TUGAS TERTULIS 1: Dalam satu sampai tiga kalimat, jelaskan penyebab kegagalan Otsus menurut teks tentang Papua di bawah.

TEKS HASIL EKSTRAKSI:
▼▼▼

Bukan saja Otsus, efek dari program pemekaran wilayah yang tidak dibarengi pemikiran matang telah berakibat makin rumitnya masalah dan telah menciptakan peluang bagi korupsi dengan melahirkan kelompok elite yang tidak berpihak pada masyarakatnya sendiri.

Analisis Situasi

Di era Orde Baru, boleh dikatakan roda birokrasi yang menggerakkan berbagai program masih tampak berjalan walau dengan berbagai kekurangannya, namun kini seiring dengan pergantian pemerintahan dan birokrasi, dan pemekaran yang belum siap, berbagai masalah yang ada makin menjauhkan harapan kaum miskin.

Memang kalau dilihat dari sisi fisik sudah banyak dibangun sekolah dan puskesmas, namun apakah pernah dicek berapa banyak puskesmas yang lebih sering kosong karena tidak ada petugas? Atau berapa banyak murid yang masih tidak bisa menulis walau punya ijazah?

Di Papua sebagian besar masyarakat sangat berharap akan perbaikan nasib melalui penerimaan pegawai, baik sebagai pegawai negeri, anggota Polri atau TNI, maupun di perusahaan besar seperti Freeport, namun seberapa besar daya serap penerimaan pegawai negeri dan perusahaan?

Penyebab kegagalan Otsus terletak karena lebih menitikberatkan besarnya nilai anggaran dan bukan pada menciptakan lapangan pekerjaan dan keterampilan, pemerataan kesejahteraan dan ketersediaan kebutuhan dasar, tegaknya hukum dan keadilan, dan yang tidak kalah pentingnya adalah mereformasi sistem birokrasi dan memperkuat pengawasan.

Berbagai kelemahan ini akhirnya menciptakan kelompok elite Papua yang lebih sering berada di Jakarta ketimbang di daerahnya. Kelompok elite inilah yang mempunyai akses lebih untuk didengar di Jakarta melalui bantuan media massa.

Lalu akan timbul pertanyaan sederhana di benak rakyat Papua, mengapa dana yang puluhan triliunan tersebut tidak dirasakan manfaatnya oleh mereka. Di mana kesalahan perencanaan? Ke mana lari dana-dana itu? Bagaimana alokasi dananya yang telah dianggarkan?

Apakah memang masuk anggaran pembangunan yang tidak menyentuh kebutuhan dasar rakyat seperti bangunan fisik dan pengadaan barang? Atau lebih banyak habis untuk belanja rutin seperti gaji pegawai, perjalanan dinas, studi banding keluar negeri, sewa konsultan, rapat di hotel mewah di Jakarta?

Tawaran Solusi

Sebagai orang yang telah menetap lama dan bekerja di Papua, penulis menawarkan beberapa pemikiran yang dapat ditempuh agar gejolak di Papua dapat teratasi paling tidak dalam waktu dekat.

▲▲▲

Label titik objek:

▼▼▼

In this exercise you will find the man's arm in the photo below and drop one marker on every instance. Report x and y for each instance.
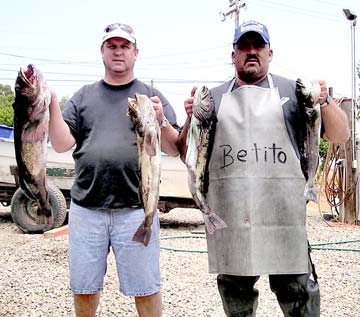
(59, 132)
(181, 143)
(335, 120)
(169, 134)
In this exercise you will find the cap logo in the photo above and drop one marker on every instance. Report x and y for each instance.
(252, 27)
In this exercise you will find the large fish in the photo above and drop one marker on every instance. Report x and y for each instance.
(148, 134)
(199, 141)
(307, 94)
(31, 119)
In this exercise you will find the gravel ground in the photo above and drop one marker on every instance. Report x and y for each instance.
(34, 277)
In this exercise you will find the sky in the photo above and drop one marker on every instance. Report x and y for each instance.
(181, 43)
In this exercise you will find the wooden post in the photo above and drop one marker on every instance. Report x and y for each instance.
(348, 212)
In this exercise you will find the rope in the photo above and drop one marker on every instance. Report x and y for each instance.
(332, 182)
(315, 246)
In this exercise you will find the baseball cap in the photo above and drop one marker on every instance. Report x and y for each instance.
(252, 26)
(119, 30)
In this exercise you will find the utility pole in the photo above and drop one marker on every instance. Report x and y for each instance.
(235, 6)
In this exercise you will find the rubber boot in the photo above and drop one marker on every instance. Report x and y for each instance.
(238, 295)
(298, 295)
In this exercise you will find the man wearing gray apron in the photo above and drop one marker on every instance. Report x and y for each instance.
(256, 184)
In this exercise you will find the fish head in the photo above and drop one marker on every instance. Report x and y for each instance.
(204, 105)
(141, 111)
(307, 92)
(28, 82)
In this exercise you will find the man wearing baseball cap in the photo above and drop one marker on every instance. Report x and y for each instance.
(105, 208)
(256, 181)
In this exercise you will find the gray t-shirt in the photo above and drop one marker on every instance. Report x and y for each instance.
(292, 116)
(106, 157)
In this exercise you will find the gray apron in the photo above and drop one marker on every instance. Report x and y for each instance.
(256, 187)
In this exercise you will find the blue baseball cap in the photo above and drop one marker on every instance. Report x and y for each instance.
(252, 26)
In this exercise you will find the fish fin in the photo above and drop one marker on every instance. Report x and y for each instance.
(310, 193)
(150, 143)
(142, 234)
(213, 222)
(284, 100)
(34, 133)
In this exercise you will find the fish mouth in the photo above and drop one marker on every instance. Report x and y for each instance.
(28, 75)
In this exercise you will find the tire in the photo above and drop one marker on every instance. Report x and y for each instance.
(23, 210)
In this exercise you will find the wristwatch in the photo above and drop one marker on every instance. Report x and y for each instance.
(164, 123)
(326, 102)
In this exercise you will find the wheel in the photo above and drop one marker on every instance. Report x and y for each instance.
(23, 210)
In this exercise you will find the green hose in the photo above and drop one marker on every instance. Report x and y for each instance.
(315, 246)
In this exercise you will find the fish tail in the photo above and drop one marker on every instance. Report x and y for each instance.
(213, 222)
(142, 234)
(310, 193)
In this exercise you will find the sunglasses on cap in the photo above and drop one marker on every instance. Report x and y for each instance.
(127, 28)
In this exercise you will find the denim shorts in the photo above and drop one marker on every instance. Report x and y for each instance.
(92, 233)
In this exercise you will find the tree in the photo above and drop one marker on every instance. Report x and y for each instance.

▲▲▲

TUGAS TERTULIS 2: Tuliskan sebagai daftar bernomor semua baris catatan di atas, mulai dari baris yang memuat "In this exercise you will find the gray t-shirt" sampai akhir catatan. Kedua ujungnya ikut dimasukkan, dan baris kosong dilewati.

JAWABAN TERTULIS 1: Otsus gagal karena lebih menitikberatkan besarnya nilai anggaran. Ia tidak berfokus pada penciptaan lapangan pekerjaan dan keterampilan, pemerataan kesejahteraan, ketersediaan kebutuhan dasar, serta tegaknya hukum dan keadilan. Otsus juga tidak diarahkan untuk mereformasi sistem birokrasi dan memperkuat pengawasan.

JAWABAN TERTULIS 2:
1. In this exercise you will find the gray t-shirt in the photo above and drop one marker on every instance. Report x and y for each instance.
2. (292, 116)
3. (106, 157)
4. In this exercise you will find the gray apron in the photo above and drop one marker on every instance. Report x and y for each instance.
5. (256, 187)
6. In this exercise you will find the blue baseball cap in the photo above and drop one marker on every instance. Report x and y for each instance.
7. (252, 26)
8. In this exercise you will find the fish fin in the photo above and drop one marker on every instance. Report x and y for each instance.
9. (310, 193)
10. (150, 143)
11. (142, 234)
12. (213, 222)
13. (284, 100)
14. (34, 133)
15. In this exercise you will find the fish mouth in the photo above and drop one marker on every instance. Report x and y for each instance.
16. (28, 75)
17. In this exercise you will find the tire in the photo above and drop one marker on every instance. Report x and y for each instance.
18. (23, 210)
19. In this exercise you will find the wristwatch in the photo above and drop one marker on every instance. Report x and y for each instance.
20. (164, 123)
21. (326, 102)
22. In this exercise you will find the wheel in the photo above and drop one marker on every instance. Report x and y for each instance.
23. (23, 210)
24. In this exercise you will find the green hose in the photo above and drop one marker on every instance. Report x and y for each instance.
25. (315, 246)
26. In this exercise you will find the fish tail in the photo above and drop one marker on every instance. Report x and y for each instance.
27. (213, 222)
28. (142, 234)
29. (310, 193)
30. In this exercise you will find the sunglasses on cap in the photo above and drop one marker on every instance. Report x and y for each instance.
31. (127, 28)
32. In this exercise you will find the denim shorts in the photo above and drop one marker on every instance. Report x and y for each instance.
33. (92, 233)
34. In this exercise you will find the tree in the photo above and drop one marker on every instance. Report x and y for each instance.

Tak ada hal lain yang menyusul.